Exercise objective: Output the lines of the data below exactly, from the line with "Can you find the green chrysanthemum" up to and including the line with "<point>307,120</point>".

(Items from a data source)
....

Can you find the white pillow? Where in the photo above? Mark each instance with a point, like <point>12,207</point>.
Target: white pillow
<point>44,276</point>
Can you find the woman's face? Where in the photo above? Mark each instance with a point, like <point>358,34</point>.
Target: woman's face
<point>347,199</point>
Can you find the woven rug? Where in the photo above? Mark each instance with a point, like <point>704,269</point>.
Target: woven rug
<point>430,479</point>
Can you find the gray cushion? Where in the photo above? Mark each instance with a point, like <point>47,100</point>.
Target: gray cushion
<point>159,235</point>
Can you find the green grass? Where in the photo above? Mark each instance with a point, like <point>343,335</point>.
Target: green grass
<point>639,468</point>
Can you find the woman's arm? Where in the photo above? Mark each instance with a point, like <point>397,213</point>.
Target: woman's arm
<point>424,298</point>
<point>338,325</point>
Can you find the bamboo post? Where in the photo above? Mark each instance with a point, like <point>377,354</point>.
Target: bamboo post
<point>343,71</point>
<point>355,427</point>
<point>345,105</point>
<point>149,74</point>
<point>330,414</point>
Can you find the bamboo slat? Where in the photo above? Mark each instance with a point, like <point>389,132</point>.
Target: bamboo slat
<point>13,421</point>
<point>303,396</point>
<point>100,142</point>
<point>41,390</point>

....

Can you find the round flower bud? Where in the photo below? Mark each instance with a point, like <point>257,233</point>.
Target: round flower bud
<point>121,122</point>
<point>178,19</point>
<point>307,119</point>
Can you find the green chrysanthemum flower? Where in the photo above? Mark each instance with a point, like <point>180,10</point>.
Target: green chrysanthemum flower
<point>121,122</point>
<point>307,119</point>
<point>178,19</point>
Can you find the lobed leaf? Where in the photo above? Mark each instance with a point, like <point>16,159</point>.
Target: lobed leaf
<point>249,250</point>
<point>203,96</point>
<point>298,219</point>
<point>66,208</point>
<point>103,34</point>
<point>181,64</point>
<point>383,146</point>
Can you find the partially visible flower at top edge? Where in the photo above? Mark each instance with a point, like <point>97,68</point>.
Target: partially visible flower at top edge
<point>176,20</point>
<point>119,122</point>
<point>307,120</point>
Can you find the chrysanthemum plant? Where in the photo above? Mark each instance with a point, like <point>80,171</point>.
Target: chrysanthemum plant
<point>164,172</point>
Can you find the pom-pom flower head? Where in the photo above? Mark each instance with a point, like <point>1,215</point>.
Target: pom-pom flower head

....

Solution:
Can you find the green chrysanthemum flower? Where in the photo above? Mark each instance with a point, like <point>180,10</point>.
Target: green chrysanthemum flower
<point>121,122</point>
<point>307,119</point>
<point>178,19</point>
Can you find the lobed leaf? Where in the photo above? Mark each instance with a point, like <point>16,159</point>.
Target: lobed leaf
<point>249,250</point>
<point>203,96</point>
<point>298,219</point>
<point>66,208</point>
<point>103,34</point>
<point>181,64</point>
<point>383,146</point>
Can you find the partially visible flower at top edge? Where in the photo above? Mark each instance with a point, like <point>97,68</point>.
Target: partially visible flower at top edge
<point>176,20</point>
<point>119,122</point>
<point>307,120</point>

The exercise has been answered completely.